**Goal of the exercise:** Rewrite the data from the line with "mark the ground | one pin per instance." through the end, changing "pin" to "dot" and leaving everything else as is. Leave the pictures out of your answer.

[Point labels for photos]
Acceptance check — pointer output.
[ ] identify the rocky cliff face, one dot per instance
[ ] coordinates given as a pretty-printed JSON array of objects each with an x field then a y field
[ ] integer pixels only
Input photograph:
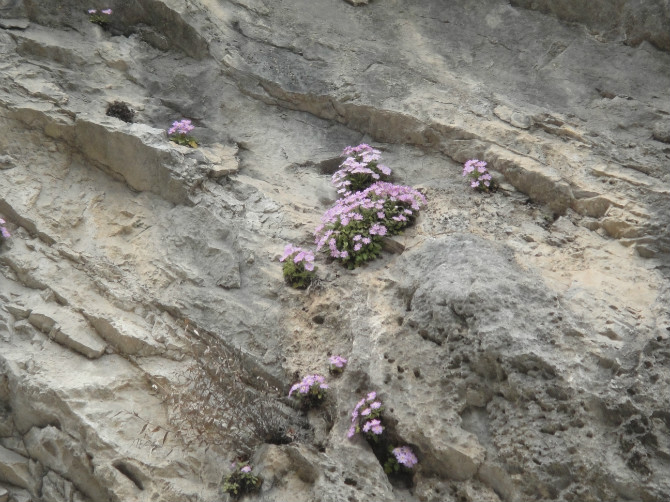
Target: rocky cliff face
[{"x": 520, "y": 340}]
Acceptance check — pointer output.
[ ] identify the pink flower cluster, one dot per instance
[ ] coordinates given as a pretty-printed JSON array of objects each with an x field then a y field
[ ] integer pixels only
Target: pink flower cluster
[
  {"x": 476, "y": 170},
  {"x": 181, "y": 127},
  {"x": 365, "y": 417},
  {"x": 359, "y": 169},
  {"x": 405, "y": 456},
  {"x": 371, "y": 211},
  {"x": 299, "y": 255},
  {"x": 311, "y": 383},
  {"x": 3, "y": 231}
]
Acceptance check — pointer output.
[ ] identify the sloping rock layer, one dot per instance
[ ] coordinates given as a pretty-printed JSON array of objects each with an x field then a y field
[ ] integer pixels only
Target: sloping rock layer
[{"x": 520, "y": 340}]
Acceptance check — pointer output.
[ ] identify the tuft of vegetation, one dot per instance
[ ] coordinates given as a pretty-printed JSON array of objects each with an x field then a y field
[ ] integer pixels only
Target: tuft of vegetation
[
  {"x": 241, "y": 481},
  {"x": 221, "y": 399}
]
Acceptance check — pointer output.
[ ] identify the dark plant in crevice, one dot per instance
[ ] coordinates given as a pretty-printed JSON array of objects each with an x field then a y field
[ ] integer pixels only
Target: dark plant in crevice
[
  {"x": 121, "y": 111},
  {"x": 241, "y": 481},
  {"x": 367, "y": 419}
]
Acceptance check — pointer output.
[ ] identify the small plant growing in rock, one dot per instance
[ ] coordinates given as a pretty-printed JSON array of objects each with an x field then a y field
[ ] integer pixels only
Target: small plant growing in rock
[
  {"x": 100, "y": 17},
  {"x": 337, "y": 364},
  {"x": 179, "y": 133},
  {"x": 311, "y": 391},
  {"x": 298, "y": 269},
  {"x": 241, "y": 481},
  {"x": 354, "y": 227},
  {"x": 360, "y": 169},
  {"x": 4, "y": 233},
  {"x": 479, "y": 177},
  {"x": 400, "y": 458},
  {"x": 366, "y": 418},
  {"x": 121, "y": 111}
]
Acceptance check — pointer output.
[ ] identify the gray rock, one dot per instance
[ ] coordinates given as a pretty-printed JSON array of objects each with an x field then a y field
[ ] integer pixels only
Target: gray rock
[
  {"x": 15, "y": 469},
  {"x": 56, "y": 451},
  {"x": 662, "y": 131}
]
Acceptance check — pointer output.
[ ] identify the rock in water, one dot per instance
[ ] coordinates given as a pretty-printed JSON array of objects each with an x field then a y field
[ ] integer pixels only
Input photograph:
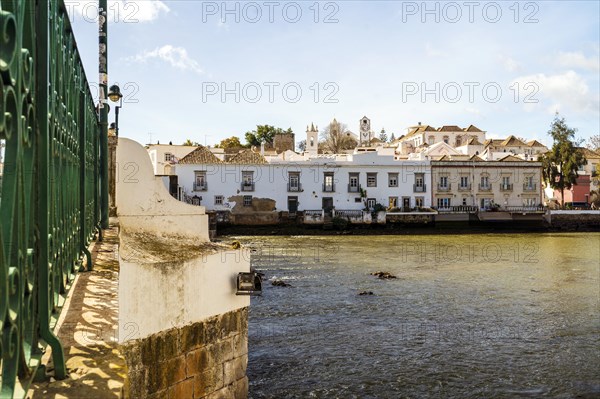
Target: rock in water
[
  {"x": 383, "y": 275},
  {"x": 280, "y": 283}
]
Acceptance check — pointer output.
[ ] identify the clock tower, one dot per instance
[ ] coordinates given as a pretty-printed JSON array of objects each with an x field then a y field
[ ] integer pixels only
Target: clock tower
[{"x": 365, "y": 131}]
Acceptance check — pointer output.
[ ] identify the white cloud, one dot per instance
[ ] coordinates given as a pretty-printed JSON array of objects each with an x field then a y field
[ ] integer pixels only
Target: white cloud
[
  {"x": 471, "y": 110},
  {"x": 509, "y": 63},
  {"x": 578, "y": 60},
  {"x": 562, "y": 92},
  {"x": 175, "y": 56},
  {"x": 433, "y": 52},
  {"x": 127, "y": 11}
]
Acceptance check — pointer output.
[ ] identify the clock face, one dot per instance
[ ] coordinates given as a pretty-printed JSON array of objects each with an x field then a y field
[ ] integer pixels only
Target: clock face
[{"x": 364, "y": 125}]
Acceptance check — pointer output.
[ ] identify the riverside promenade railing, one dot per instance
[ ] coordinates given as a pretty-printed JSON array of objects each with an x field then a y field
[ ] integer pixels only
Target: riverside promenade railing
[{"x": 49, "y": 198}]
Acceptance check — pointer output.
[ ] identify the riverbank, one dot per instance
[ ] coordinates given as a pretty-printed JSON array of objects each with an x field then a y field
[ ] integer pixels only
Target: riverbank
[{"x": 564, "y": 224}]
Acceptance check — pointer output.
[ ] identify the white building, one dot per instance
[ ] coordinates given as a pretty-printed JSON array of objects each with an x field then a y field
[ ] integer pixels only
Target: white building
[
  {"x": 341, "y": 182},
  {"x": 163, "y": 156}
]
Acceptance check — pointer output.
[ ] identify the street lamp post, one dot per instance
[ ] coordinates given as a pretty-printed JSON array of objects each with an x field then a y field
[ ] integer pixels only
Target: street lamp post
[{"x": 115, "y": 95}]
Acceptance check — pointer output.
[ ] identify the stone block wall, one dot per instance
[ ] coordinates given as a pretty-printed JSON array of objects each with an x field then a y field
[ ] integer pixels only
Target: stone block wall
[
  {"x": 574, "y": 221},
  {"x": 203, "y": 360}
]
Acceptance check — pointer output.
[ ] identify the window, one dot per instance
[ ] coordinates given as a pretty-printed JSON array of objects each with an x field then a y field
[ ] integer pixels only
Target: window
[
  {"x": 353, "y": 186},
  {"x": 371, "y": 203},
  {"x": 371, "y": 179},
  {"x": 328, "y": 185},
  {"x": 200, "y": 181},
  {"x": 444, "y": 182},
  {"x": 392, "y": 179},
  {"x": 247, "y": 181},
  {"x": 419, "y": 186},
  {"x": 486, "y": 203},
  {"x": 529, "y": 181},
  {"x": 294, "y": 181},
  {"x": 443, "y": 202},
  {"x": 485, "y": 182}
]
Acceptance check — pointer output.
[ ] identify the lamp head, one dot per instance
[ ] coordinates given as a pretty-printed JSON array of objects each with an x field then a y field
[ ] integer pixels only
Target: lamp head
[{"x": 114, "y": 93}]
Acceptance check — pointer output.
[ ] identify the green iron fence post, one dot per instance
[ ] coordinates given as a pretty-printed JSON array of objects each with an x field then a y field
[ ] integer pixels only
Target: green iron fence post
[
  {"x": 44, "y": 265},
  {"x": 103, "y": 104}
]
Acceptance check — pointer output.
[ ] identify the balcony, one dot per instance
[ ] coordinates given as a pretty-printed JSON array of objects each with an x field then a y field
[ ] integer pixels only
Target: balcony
[
  {"x": 353, "y": 189},
  {"x": 200, "y": 186},
  {"x": 328, "y": 188},
  {"x": 457, "y": 209},
  {"x": 247, "y": 186},
  {"x": 419, "y": 188},
  {"x": 294, "y": 188},
  {"x": 526, "y": 209}
]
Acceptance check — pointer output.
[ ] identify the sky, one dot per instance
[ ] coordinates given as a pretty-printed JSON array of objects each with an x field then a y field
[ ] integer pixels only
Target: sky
[{"x": 205, "y": 70}]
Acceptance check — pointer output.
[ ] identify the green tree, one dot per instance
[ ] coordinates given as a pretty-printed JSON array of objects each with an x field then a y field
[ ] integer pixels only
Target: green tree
[
  {"x": 191, "y": 143},
  {"x": 383, "y": 136},
  {"x": 593, "y": 143},
  {"x": 301, "y": 145},
  {"x": 560, "y": 164},
  {"x": 231, "y": 142},
  {"x": 264, "y": 133},
  {"x": 336, "y": 137}
]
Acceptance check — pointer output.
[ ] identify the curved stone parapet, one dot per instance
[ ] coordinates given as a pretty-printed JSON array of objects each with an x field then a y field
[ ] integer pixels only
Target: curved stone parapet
[{"x": 144, "y": 204}]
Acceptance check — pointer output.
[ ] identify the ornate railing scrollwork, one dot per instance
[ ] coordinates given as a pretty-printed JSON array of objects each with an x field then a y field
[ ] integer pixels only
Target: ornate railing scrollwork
[{"x": 49, "y": 207}]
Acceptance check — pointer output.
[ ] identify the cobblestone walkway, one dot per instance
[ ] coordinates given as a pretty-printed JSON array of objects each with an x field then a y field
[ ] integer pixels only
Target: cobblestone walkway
[{"x": 88, "y": 332}]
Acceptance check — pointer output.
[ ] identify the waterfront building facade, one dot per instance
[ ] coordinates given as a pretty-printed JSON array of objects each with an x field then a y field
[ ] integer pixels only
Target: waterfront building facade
[{"x": 347, "y": 181}]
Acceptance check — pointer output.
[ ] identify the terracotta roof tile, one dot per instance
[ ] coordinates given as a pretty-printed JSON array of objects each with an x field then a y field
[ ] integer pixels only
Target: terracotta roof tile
[
  {"x": 200, "y": 155},
  {"x": 248, "y": 157},
  {"x": 450, "y": 128},
  {"x": 473, "y": 128},
  {"x": 512, "y": 141}
]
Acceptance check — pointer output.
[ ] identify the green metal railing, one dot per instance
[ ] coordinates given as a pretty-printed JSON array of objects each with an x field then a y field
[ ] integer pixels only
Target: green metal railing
[{"x": 49, "y": 198}]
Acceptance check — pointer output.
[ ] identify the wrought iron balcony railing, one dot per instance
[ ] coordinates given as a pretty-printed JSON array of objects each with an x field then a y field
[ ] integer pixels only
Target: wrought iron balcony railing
[
  {"x": 294, "y": 188},
  {"x": 247, "y": 186},
  {"x": 353, "y": 189},
  {"x": 419, "y": 188},
  {"x": 328, "y": 188}
]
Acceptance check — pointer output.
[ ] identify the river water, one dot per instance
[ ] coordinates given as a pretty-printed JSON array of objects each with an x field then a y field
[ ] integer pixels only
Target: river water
[{"x": 469, "y": 316}]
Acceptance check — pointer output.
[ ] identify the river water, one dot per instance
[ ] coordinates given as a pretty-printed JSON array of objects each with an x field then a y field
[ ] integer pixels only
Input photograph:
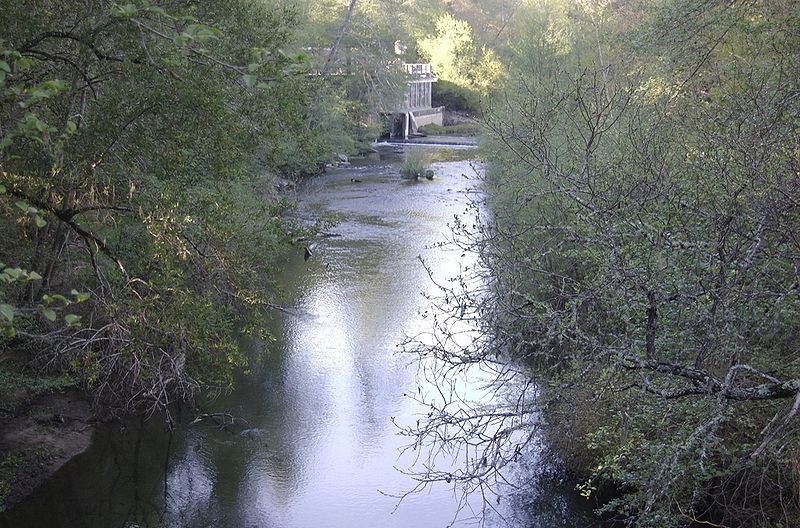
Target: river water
[{"x": 320, "y": 446}]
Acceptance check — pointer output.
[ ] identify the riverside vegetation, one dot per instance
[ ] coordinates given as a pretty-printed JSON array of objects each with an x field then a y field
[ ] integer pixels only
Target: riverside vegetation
[{"x": 638, "y": 284}]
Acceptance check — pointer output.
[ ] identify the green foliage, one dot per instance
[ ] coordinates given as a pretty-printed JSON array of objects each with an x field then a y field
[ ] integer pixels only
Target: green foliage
[
  {"x": 416, "y": 166},
  {"x": 455, "y": 57},
  {"x": 143, "y": 183},
  {"x": 644, "y": 192},
  {"x": 455, "y": 97}
]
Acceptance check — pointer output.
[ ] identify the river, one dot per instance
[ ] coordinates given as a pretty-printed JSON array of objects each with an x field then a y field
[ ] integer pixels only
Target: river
[{"x": 320, "y": 446}]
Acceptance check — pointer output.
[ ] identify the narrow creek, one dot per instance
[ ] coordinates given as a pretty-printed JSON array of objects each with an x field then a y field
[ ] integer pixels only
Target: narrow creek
[{"x": 320, "y": 448}]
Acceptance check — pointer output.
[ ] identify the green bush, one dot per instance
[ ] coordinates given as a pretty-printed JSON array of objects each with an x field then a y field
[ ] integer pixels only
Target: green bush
[{"x": 455, "y": 97}]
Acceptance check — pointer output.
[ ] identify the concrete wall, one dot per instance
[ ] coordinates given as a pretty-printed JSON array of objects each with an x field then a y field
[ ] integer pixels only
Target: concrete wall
[{"x": 429, "y": 116}]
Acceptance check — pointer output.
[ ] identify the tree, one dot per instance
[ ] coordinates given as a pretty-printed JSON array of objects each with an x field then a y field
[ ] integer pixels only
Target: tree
[
  {"x": 132, "y": 154},
  {"x": 637, "y": 287}
]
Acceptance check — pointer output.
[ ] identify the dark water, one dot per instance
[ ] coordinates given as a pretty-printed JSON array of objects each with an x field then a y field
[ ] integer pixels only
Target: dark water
[{"x": 320, "y": 448}]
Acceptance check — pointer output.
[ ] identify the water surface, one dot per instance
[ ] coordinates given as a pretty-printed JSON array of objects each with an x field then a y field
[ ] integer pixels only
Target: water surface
[{"x": 320, "y": 446}]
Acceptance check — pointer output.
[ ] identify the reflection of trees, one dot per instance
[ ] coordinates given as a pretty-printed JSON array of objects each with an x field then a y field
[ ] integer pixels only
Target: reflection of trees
[
  {"x": 119, "y": 479},
  {"x": 642, "y": 261}
]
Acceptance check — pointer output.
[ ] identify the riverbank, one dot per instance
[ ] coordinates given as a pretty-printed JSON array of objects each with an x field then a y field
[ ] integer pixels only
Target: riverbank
[{"x": 37, "y": 439}]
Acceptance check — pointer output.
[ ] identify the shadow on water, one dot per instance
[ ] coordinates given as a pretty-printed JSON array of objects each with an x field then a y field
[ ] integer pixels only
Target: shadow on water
[{"x": 318, "y": 445}]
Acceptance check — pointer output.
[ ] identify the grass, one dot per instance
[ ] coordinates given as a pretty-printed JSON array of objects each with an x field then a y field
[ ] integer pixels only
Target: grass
[{"x": 416, "y": 167}]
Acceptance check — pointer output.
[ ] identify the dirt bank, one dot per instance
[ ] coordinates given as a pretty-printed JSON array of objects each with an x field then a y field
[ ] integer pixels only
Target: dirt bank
[{"x": 37, "y": 440}]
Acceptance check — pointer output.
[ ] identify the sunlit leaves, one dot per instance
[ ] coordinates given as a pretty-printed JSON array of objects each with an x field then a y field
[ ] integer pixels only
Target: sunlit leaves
[{"x": 124, "y": 10}]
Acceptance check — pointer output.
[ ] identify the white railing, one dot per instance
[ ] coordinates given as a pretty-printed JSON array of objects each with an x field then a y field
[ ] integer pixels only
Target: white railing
[{"x": 419, "y": 70}]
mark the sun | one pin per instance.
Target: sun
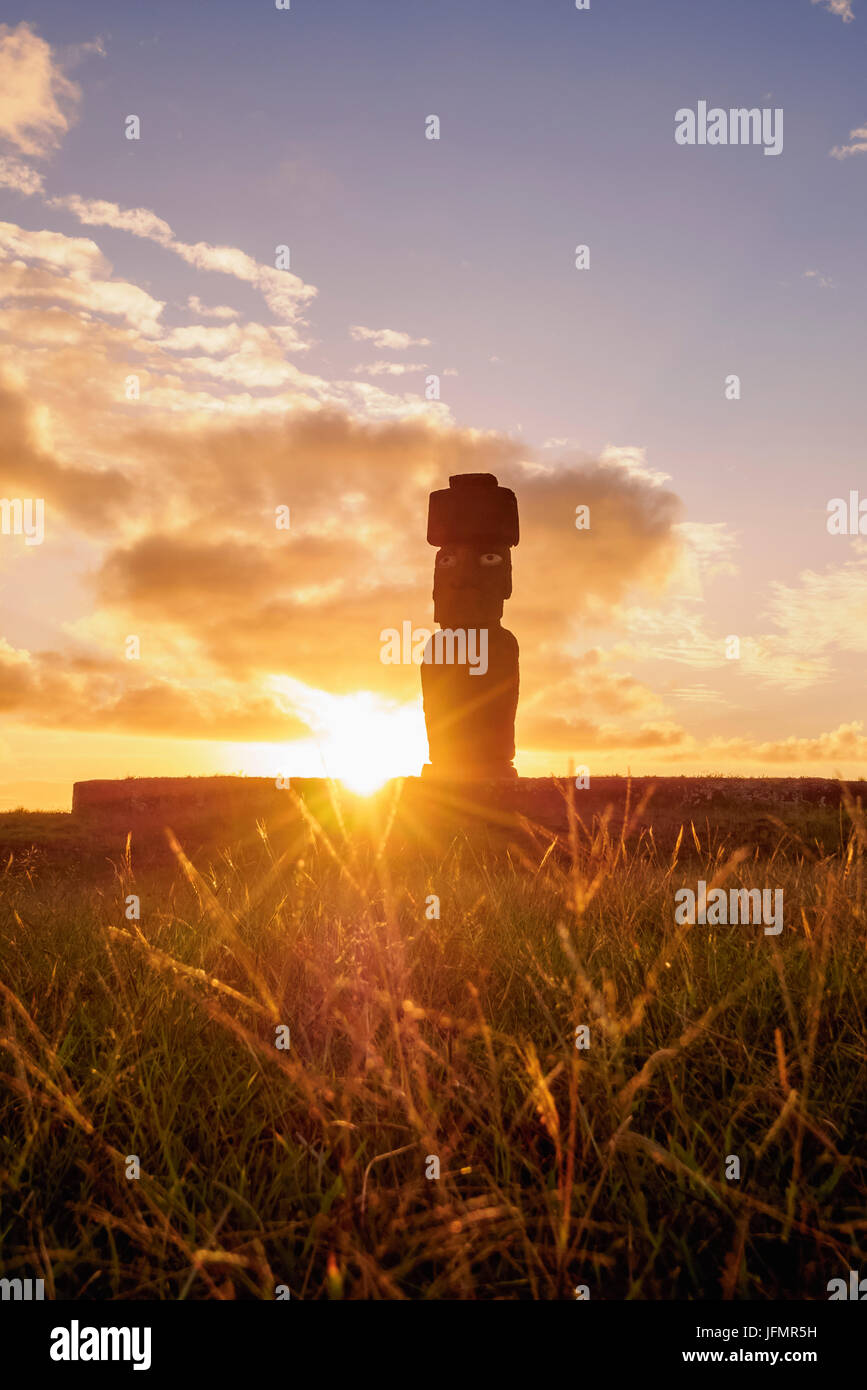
(360, 740)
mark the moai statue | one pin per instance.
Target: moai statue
(470, 705)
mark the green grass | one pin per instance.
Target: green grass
(452, 1037)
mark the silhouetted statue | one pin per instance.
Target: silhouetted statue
(470, 704)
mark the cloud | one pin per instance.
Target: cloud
(845, 744)
(389, 338)
(823, 281)
(856, 146)
(284, 292)
(82, 281)
(38, 103)
(28, 467)
(841, 7)
(18, 175)
(389, 369)
(214, 312)
(81, 692)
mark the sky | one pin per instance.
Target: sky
(171, 381)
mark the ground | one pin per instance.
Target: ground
(431, 983)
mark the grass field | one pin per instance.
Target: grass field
(416, 1037)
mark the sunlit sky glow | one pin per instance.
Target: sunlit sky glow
(306, 388)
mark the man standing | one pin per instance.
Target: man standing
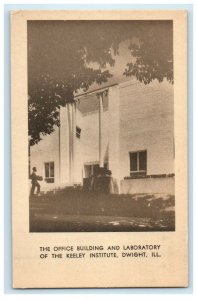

**Result for this exercise:**
mark the ground | one dot per instance.
Target: ground
(431, 983)
mark the grass field | one dot per instance.
Target: grass field
(416, 1037)
mark the sunlit sky glow | one dot per instance.
Target: sunlit sky glow
(306, 388)
mark the man standing | one dot per instance.
Target: man standing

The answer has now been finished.